## Texto extraído
↓↓↓

No plano concebido para a expansão urbana da Cidade da Parahyba, nos anos 30 do século passado, o renomado arquiteto Nestor de Figueiredo sugeriu a mudança do porto para próximo à embocadura do Rio Paraíba, o que viria a se concretizar em 1935. A transferência das atividades portuárias para Cabedelo seria um duro golpe na vida do Varadouro, representando o início de progressivo baque nas atividades e funções do bairro e que também afetaria a Cidade Alta.
Projeto de remodelação e extensão da cidade de João Pessoa apresentado pelo arquiteto Nestor de Figueiredo em 1932 ▪ Fonte: ResearchGate
Com estes movimentos, em espaços de um mesmo complexo urbano, as frentes de ocupação territorial só avançariam mais intensamente na direção uma da outra ⏤ centro-praia ou praia-centro ⏤ no começo dos anos de 1950.
1950s ▪ Av. Epitácio Pessoa, sentido Tambaú ⇀ Centro ▪ Fonte: Skyscrapper
Empreendimentos públicos e privados, de pequeno, médio e grande, implantados nesse intermezzo, tornavam-se células importantes a mover o crescimento que se operava. Ocuparam esse vazio, conjuntos habitacionais e loteamentos que aceleraram o processo de conurbação em andamento na área e atuaram como tentáculos importantes a acelerar o preenchimento desse espaço, os Conjuntos Residenciais João Goulart (Torre), Miramar (Miramar), Jardim América (Bessa), Pedro Gondim, Castelo Branco e os Loteamentos Treze de Maio, João Agripino, Bairro dos Estados, Manaíra e Bessa, dentre outros, que resultaram em novos bairros.

↑↑↑

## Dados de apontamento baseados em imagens
↓↓↓

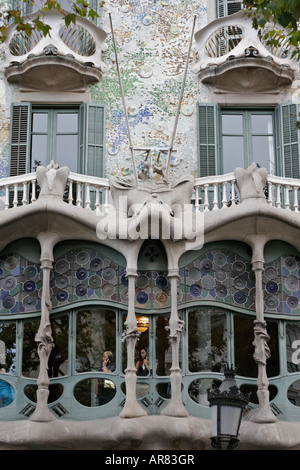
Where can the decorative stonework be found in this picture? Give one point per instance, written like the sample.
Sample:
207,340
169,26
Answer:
251,182
69,61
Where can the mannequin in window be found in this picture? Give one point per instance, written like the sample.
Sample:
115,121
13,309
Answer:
142,366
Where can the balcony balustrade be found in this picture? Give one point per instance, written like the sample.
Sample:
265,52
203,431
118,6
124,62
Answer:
91,193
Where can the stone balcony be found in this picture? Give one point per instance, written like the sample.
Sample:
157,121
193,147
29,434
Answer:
209,193
235,206
71,59
235,58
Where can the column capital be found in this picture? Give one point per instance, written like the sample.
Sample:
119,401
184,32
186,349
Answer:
257,265
131,272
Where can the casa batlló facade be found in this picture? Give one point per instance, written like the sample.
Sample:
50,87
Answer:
149,207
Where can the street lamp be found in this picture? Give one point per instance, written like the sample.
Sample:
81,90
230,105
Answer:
227,405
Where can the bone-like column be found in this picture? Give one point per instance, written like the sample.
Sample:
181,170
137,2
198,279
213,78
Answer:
262,351
175,406
44,335
132,408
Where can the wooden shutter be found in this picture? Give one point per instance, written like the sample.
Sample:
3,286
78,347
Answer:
287,140
92,139
208,139
20,139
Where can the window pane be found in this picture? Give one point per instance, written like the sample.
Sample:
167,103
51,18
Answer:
67,122
232,124
40,122
207,340
142,352
66,151
58,360
293,393
39,150
293,347
263,151
7,347
163,348
31,362
244,349
198,389
262,124
88,392
233,153
96,334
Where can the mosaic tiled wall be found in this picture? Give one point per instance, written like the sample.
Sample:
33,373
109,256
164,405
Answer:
152,38
225,277
217,276
282,285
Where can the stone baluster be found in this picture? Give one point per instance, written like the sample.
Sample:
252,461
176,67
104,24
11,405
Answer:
44,335
175,406
132,409
262,351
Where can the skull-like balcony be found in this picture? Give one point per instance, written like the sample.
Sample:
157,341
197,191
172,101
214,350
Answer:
235,58
69,60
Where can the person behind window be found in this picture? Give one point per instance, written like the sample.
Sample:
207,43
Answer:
142,366
105,389
108,364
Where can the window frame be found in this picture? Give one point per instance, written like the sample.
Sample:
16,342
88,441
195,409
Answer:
52,133
248,134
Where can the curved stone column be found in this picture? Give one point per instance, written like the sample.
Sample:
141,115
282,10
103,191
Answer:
44,335
132,409
262,351
175,406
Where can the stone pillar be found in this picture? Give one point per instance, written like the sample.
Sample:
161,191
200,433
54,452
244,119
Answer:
132,409
262,352
175,406
44,334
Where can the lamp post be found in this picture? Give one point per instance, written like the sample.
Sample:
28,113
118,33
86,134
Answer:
227,405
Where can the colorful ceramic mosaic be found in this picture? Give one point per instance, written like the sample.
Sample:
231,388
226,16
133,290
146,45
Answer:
219,276
21,285
281,285
85,275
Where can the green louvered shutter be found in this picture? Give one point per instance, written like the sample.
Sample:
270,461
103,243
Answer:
92,139
287,142
208,140
20,139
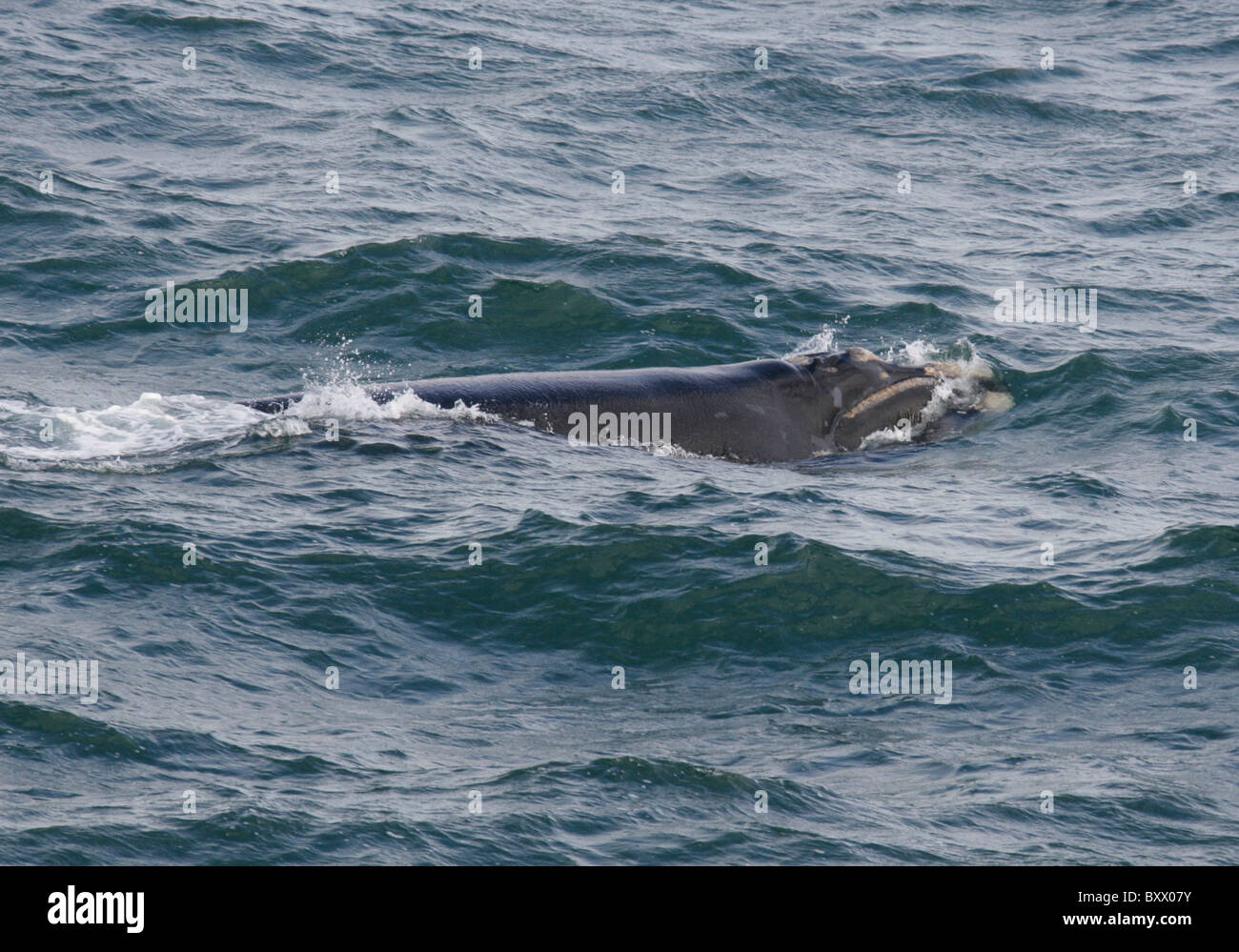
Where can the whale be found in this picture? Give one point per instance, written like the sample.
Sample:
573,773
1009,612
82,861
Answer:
764,411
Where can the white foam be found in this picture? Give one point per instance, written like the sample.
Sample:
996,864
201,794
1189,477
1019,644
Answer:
351,402
33,435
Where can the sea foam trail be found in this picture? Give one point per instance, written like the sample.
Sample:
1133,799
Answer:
132,436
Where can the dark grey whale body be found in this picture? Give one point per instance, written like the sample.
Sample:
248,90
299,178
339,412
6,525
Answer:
757,412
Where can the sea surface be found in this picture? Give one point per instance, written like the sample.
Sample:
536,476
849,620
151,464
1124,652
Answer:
432,638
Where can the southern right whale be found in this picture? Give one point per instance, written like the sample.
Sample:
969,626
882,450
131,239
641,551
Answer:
766,411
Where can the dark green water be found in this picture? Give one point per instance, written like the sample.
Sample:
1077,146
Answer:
496,679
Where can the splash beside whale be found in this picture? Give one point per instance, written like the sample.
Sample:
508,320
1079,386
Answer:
769,411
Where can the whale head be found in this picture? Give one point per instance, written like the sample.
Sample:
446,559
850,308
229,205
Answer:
863,395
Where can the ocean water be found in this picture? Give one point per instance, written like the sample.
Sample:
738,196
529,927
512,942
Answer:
896,163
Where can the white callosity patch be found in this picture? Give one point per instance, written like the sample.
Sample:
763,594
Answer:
961,391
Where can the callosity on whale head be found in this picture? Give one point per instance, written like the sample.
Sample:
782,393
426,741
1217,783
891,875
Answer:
868,395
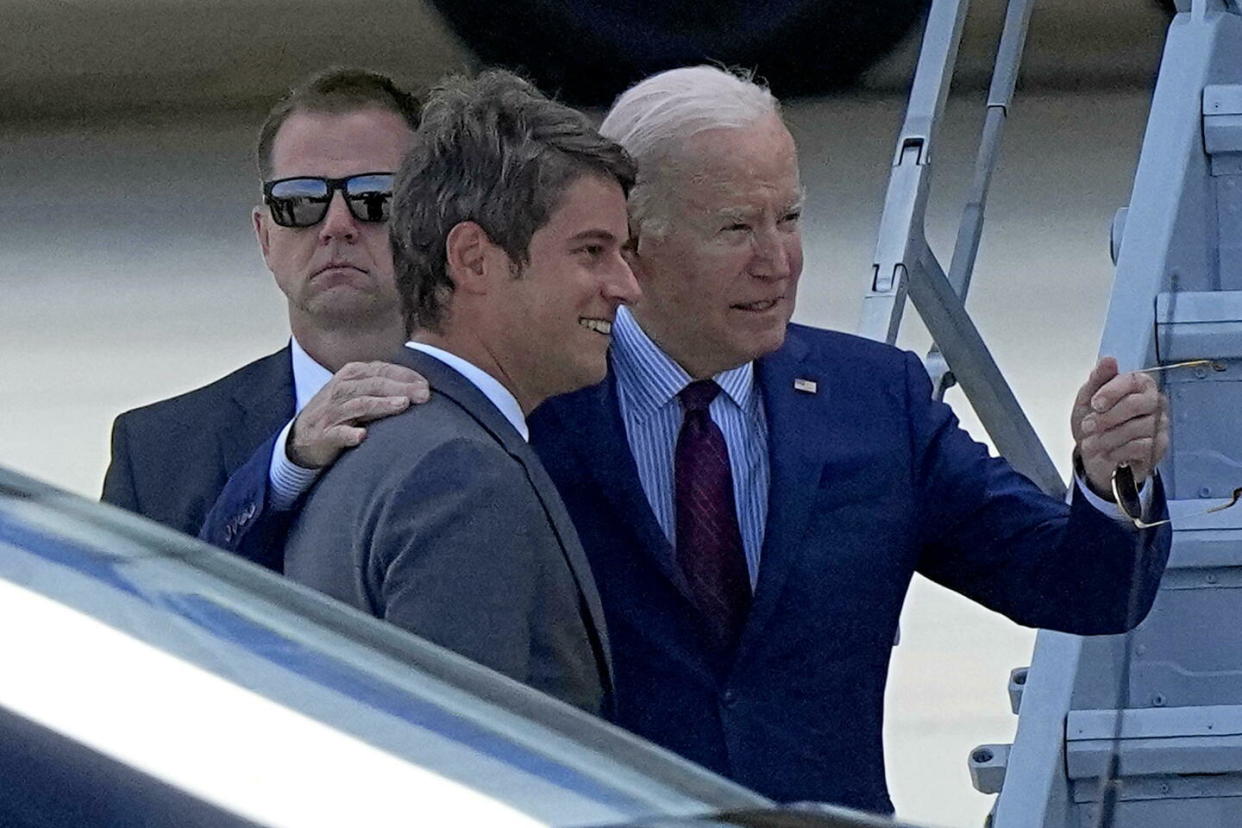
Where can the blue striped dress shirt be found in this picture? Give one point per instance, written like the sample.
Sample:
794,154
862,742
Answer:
647,384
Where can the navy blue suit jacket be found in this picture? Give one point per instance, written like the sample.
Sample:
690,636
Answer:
172,459
871,481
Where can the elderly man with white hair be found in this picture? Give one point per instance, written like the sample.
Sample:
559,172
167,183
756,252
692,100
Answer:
755,495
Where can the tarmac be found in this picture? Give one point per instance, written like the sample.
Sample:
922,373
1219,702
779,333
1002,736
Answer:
129,273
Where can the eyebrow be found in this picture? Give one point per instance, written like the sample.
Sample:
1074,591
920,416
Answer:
595,234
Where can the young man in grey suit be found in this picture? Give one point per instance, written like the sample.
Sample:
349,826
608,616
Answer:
509,219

↑↑↑

## Instruções a seguir
Segundo o texto extraído, por que os conjuntos habitacionais e loteamentos tiveram papel importante no crescimento da cidade? Responda em até três frases.

## Resposta da tarefa
Eles ocuparam o vazio entre as frentes de ocupação do centro e da praia. Assim, aceleraram a conurbação e o preenchimento desse espaço, o que resultou em novos bairros.